BRIEF 1: Translate this sentence from the credit agreement section on participations below into Spanish: "Each Lender may sell participations to one or more banks or other entities in all or a portion of such Lender's rights and obligations under this Credit Agreement and the other Loan Documents; provided that (i) each such participation shall be in an amount of not less than $10,000,000, (ii) any such sale or participation shall not affect the rights and duties of the selling Lender hereunder to the Borrowers, (iii) such participants shall not be entitled to the benefits of the yield protection and indemnification provisions contained in Sections 5.3, 5.7, 5.8 and 5.10 hereof, and (iv) the only rights granted to the participant pursuant to such participation arrangements with respect to waivers, amendments or modifications of the Loan Documents shall be the rights to approve waivers, amendments or modifications that would reduce the principal of or the interest rate on any Loans, extend the term or increase the amount of the Commitment of such Lender as it relates to such participant, reduce the amount of any commitment fees or Letter of Credit Fees to which such participant is entitled or extend any regularly scheduled payment date for principal or interest."
BRIEF 2: According to the credit agreement section on participations below, why would a Lender be unable to sell a participation of $5,000,000? Answer in one to three sentences.

DOCUMENT SECTION:
──────────────────────────────

19.5. PARTICIPATIONS. Each Lender may sell participations to one or
more banks or other entities in all or a portion of such Lender's rights and
obligations under this Credit Agreement and the other Loan Documents; provided
that (i) each such participation shall be in an amount of not less than
$10,000,000, (ii) any such sale or participation shall not affect the rights and
duties of the selling Lender hereunder to the Borrowers, (iii) such participants
shall not be entitled to the benefits of the yield protection and
indemnification provisions contained in Sections 5.3, 5.7, 5.8 and 5.10 hereof,
and (iv) the only rights granted to the participant pursuant to such
participation arrangements with respect to waivers, amendments or modifications
of the Loan Documents shall be the rights to approve waivers, amendments or
modifications that would reduce the principal of or the interest rate on any
Loans, extend the term or increase the amount of the Commitment of such Lender
as it relates to such participant, reduce the amount of any commitment fees or
Letter of Credit Fees to which such participant is entitled or extend any
regularly scheduled payment date for principal or interest.

──────────────────────────────

DATASET EXTRACT:
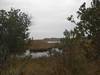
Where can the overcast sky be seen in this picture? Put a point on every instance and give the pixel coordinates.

──────────────────────────────

CORRECT RESPONSE 1: Cada Prestamista podrá vender participaciones a uno o más bancos u otras entidades en la totalidad o en una parte de los derechos y obligaciones de dicho Prestamista conforme al presente Contrato de Crédito y los demás Documentos del Préstamo; siempre que (i) cada una de dichas participaciones sea por un monto no inferior a $10,000,000, (ii) ninguna de dichas ventas o participaciones afecte los derechos y deberes del Prestamista vendedor conforme al presente frente a los Prestatarios, (iii) dichos participantes no tengan derecho a los beneficios de las disposiciones de protección del rendimiento e indemnización contenidas en las Secciones 5.3, 5.7, 5.8 y 5.10 del presente, y (iv) los únicos derechos otorgados al participante en virtud de dichos acuerdos de participación con respecto a renuncias, enmiendas o modificaciones de los Documentos del Préstamo sean los derechos de aprobar renuncias, enmiendas o modificaciones que reduzcan el principal o la tasa de interés de cualquier Préstamo, prorroguen el plazo o aumenten el monto del Compromiso de dicho Prestamista en lo que respecta a dicho participante, reduzcan el monto de cualquier comisión de compromiso o Comisión de Carta de Crédito a la que dicho participante tenga derecho, o prorroguen cualquier fecha de pago programada regularmente de principal o intereses.

CORRECT RESPONSE 2: The section allows a Lender to sell participations only if each participation is in an amount of not less than $10,000,000. A $5,000,000 participation falls below that minimum, so it would not meet the condition.